- Objective
Please show, copied in full, every line of the listing below that contains the word "limestone".

[Excerpts from a location annotation dataset]
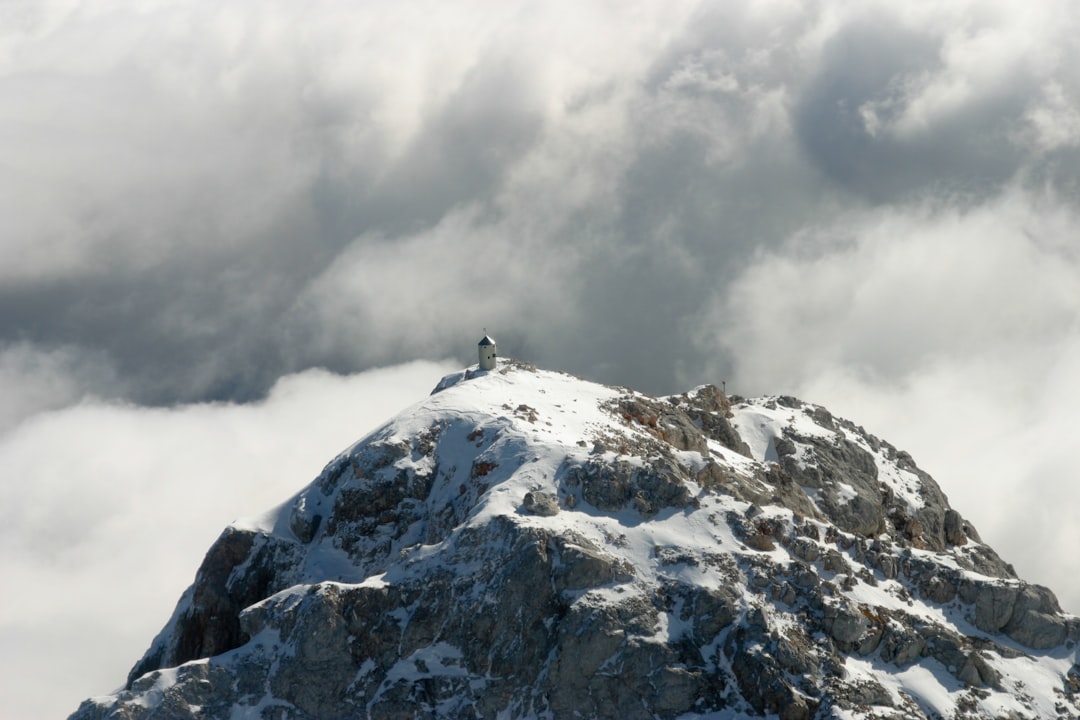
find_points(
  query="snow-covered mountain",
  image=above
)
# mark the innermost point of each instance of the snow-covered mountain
(526, 544)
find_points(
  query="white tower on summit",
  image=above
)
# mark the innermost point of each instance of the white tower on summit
(487, 354)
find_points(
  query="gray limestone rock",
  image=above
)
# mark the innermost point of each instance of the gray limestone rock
(544, 504)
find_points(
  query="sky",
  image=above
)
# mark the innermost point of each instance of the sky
(235, 236)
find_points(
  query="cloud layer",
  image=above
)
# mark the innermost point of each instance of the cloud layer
(868, 205)
(107, 510)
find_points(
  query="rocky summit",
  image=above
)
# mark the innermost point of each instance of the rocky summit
(526, 544)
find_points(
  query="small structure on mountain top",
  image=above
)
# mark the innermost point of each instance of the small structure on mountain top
(487, 353)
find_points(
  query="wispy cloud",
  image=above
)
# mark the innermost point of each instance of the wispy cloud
(864, 203)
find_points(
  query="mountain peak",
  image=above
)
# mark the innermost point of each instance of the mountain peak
(524, 543)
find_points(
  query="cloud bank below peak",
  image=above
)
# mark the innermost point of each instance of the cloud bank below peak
(210, 195)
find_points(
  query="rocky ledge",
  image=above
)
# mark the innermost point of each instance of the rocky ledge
(525, 544)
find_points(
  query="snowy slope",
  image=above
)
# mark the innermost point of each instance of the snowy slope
(524, 544)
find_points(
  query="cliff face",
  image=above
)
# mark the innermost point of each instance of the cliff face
(527, 544)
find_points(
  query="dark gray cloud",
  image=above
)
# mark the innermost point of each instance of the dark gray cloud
(871, 205)
(184, 178)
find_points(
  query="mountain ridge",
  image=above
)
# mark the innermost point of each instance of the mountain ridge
(524, 543)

- Task response
  query="gray limestone rock",
# mark the innermost point of each instance of the gray limestone rock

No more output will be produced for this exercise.